(Beginning of Excerpt)
Carbon-based nanomaterials are increasingly used in various applications, but their interactions with environmental components are still poorly understood. Upon release into aqueous environments, these nanomaterials inevitably interact with organic matter and biomolecules, affecting their stability, reactivity and potential impact on the environment. This study provides new insights into the interactions between carbon-based nanomaterials and key environmental components such as proteins, organic matter and fulvic acid, which are critical for predicting their fate in natural waters. Understanding these interactions is important for assessing the environmental risks and benefits of nanomaterials, for developing sustainable nanotechnology and for establishing environmental safety regulations.
(End of Excerpt)
(Beginning of Extracted material)
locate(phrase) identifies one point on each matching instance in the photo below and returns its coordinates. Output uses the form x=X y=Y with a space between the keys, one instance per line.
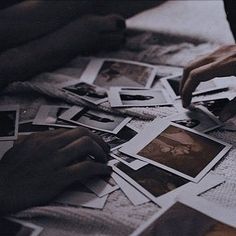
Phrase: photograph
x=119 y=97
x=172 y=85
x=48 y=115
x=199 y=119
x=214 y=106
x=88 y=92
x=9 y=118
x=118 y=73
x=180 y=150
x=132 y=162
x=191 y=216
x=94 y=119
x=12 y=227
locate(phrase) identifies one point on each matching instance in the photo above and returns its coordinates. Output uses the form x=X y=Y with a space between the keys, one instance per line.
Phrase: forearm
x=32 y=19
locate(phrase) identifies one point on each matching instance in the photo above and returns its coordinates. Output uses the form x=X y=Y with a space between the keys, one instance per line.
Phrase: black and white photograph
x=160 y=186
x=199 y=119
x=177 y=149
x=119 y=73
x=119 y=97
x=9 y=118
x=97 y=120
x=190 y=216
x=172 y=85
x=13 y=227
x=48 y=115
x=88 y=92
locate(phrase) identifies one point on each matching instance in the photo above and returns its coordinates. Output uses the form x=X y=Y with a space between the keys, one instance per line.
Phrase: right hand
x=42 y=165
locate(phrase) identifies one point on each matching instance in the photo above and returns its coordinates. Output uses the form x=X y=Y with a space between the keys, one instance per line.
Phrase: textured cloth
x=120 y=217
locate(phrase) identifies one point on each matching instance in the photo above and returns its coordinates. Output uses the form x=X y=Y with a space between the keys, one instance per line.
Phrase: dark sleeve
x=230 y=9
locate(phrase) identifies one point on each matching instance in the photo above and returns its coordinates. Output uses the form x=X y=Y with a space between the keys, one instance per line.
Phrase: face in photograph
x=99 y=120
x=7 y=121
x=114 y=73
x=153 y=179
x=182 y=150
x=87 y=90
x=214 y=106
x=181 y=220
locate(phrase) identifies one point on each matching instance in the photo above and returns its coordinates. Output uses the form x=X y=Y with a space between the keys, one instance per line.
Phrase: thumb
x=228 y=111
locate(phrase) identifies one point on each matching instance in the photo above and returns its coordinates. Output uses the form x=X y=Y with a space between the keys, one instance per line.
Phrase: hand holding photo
(End of Extracted material)
(Activity list):
• A. Please write out the nanomaterials passage word for word, starting with "Carbon-based nanomaterials are" and going on through "environmental safety regulations.".
• B. In the nanomaterials passage, what do the nanomaterials inevitably interact with once released into aqueous environments?
• C. List the key environmental components that the nanomaterials passage names as interacting with carbon-based nanomaterials in the study.

(Responses to the tasks):
• A.
Carbon-based nanomaterials are increasingly used in various applications, but their interactions with environmental components are still poorly understood. Upon release into aqueous environments, these nanomaterials inevitably interact with organic matter and biomolecules, affecting their stability, reactivity and potential impact on the environment. This study provides new insights into the interactions between carbon-based nanomaterials and key environmental components such as proteins, organic matter and fulvic acid, which are critical for predicting their fate in natural waters. Understanding these interactions is important for assessing the environmental risks and benefits of nanomaterials, for developing sustainable nanotechnology and for establishing environmental safety regulations.

• B. Organic matter and biomolecules.

• C.
- proteins
- organic matter
- fulvic acid